PROBLEM TO SOLVE:
Look through the records below for the line with "bench leg with a dot." and the line with "railing with a dot.", then return those lines and all lines between, exactly.

=== Begin Enclosure ===

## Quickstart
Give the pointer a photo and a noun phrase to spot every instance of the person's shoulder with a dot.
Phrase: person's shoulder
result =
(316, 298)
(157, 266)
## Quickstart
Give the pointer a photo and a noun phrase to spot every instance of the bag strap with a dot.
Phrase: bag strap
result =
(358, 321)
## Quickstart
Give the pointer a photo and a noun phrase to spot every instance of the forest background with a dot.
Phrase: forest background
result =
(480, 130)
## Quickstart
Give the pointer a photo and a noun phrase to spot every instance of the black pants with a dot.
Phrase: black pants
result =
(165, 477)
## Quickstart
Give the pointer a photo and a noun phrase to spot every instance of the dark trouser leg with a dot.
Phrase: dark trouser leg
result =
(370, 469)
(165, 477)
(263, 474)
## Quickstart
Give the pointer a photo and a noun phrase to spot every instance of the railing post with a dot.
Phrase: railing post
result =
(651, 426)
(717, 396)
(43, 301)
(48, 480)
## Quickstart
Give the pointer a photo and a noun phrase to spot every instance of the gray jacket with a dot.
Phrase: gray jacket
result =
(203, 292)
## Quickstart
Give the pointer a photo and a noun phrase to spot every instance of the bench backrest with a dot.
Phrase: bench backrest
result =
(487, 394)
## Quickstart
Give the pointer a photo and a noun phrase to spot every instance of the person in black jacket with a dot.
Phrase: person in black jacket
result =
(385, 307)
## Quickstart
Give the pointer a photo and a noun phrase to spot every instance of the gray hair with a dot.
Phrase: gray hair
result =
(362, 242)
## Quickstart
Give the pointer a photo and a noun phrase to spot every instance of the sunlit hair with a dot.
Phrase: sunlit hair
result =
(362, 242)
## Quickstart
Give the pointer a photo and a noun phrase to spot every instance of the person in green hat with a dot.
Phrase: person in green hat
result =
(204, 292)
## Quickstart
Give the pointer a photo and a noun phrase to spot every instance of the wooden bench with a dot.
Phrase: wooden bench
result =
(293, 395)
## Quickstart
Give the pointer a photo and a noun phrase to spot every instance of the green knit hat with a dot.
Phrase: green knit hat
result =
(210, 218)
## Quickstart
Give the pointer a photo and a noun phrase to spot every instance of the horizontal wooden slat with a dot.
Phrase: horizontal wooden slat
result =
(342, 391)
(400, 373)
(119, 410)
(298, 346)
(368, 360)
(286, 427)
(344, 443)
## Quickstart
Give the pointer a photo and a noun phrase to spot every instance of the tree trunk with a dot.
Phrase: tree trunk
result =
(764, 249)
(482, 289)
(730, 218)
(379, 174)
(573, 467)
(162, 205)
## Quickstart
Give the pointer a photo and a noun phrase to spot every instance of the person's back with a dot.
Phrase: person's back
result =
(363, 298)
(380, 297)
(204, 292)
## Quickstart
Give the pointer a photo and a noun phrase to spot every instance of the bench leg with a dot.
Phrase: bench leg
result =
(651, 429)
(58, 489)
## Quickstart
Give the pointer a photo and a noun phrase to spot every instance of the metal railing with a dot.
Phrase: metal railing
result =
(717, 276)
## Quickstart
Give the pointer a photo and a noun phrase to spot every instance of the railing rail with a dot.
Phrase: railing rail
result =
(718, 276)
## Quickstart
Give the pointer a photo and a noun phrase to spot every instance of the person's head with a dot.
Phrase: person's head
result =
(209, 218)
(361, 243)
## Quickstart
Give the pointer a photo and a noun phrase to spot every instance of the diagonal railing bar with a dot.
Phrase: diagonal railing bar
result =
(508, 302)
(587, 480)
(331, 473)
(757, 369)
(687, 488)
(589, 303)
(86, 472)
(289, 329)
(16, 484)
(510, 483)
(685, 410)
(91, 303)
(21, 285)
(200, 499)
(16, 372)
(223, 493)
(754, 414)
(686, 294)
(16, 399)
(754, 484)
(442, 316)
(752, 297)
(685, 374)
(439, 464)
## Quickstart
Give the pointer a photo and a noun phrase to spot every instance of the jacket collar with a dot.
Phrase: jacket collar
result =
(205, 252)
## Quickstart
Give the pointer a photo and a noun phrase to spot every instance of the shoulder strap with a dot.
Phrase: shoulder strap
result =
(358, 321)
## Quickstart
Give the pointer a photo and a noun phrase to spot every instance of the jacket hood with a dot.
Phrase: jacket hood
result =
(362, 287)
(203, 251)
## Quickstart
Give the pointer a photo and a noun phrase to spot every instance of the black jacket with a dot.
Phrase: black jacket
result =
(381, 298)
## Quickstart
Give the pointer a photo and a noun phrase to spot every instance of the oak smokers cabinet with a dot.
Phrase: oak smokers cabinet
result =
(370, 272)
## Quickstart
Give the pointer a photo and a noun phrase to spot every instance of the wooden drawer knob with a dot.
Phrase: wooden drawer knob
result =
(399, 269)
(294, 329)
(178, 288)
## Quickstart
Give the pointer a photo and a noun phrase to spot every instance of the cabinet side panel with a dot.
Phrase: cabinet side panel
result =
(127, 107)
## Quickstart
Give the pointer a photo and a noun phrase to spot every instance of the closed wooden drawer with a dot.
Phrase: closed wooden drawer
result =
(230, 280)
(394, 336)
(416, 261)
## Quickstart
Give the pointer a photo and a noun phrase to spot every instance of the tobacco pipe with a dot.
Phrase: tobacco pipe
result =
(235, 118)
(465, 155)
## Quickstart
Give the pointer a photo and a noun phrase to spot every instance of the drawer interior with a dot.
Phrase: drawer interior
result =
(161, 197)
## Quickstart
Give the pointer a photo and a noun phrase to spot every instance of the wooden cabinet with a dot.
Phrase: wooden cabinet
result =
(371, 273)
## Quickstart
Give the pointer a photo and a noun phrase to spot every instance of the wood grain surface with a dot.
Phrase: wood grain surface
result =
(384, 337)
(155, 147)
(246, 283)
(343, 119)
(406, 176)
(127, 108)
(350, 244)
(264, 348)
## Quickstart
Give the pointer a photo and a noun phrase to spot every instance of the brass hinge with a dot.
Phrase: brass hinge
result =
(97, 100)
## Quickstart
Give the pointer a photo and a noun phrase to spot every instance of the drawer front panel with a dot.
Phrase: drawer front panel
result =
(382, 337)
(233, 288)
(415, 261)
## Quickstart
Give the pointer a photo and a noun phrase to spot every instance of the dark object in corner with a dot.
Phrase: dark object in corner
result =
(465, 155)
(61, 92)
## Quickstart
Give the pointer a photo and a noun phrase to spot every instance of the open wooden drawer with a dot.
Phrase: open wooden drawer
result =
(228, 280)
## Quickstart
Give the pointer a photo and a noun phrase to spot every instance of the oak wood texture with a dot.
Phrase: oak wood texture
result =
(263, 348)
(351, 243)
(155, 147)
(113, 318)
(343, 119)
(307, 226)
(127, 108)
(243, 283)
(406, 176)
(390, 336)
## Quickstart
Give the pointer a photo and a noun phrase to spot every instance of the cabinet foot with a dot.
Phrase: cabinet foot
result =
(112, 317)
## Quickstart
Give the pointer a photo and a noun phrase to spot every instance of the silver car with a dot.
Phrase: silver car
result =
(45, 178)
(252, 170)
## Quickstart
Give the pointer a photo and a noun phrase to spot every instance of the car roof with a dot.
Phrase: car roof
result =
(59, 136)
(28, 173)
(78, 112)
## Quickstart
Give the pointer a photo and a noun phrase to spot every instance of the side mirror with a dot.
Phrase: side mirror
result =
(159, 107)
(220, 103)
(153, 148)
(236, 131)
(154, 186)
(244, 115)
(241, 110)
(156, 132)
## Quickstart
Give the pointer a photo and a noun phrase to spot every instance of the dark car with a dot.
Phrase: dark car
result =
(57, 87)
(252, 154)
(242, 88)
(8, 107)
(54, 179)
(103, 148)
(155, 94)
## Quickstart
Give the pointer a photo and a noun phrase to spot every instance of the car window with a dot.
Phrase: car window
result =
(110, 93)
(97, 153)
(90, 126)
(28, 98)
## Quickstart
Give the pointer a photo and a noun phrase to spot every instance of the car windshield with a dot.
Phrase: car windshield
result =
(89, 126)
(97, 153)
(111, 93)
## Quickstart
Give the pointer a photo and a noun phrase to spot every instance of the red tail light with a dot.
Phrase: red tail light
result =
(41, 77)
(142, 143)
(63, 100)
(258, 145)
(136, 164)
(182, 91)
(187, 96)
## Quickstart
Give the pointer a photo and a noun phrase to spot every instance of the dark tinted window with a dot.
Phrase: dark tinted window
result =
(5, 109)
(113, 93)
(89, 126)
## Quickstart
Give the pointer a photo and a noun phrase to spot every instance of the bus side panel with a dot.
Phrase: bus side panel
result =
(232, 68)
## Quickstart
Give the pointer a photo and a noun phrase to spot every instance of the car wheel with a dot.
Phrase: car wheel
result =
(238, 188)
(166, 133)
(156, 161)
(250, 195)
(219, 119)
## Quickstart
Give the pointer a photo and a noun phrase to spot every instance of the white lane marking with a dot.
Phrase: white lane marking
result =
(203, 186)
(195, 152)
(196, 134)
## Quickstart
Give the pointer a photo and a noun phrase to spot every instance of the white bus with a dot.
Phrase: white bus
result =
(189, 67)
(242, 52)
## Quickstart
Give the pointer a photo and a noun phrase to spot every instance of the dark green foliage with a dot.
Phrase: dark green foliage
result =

=== End Enclosure ===

PROBLEM SOLUTION:
Give the pointer a photo and a noun phrase to spot every instance of the bench leg with a dot.
Phrase: bench leg
result =
(651, 429)
(58, 489)
## Quickstart
Give the pointer a photo and a noun phrase to spot every instance of the metal railing with a dot.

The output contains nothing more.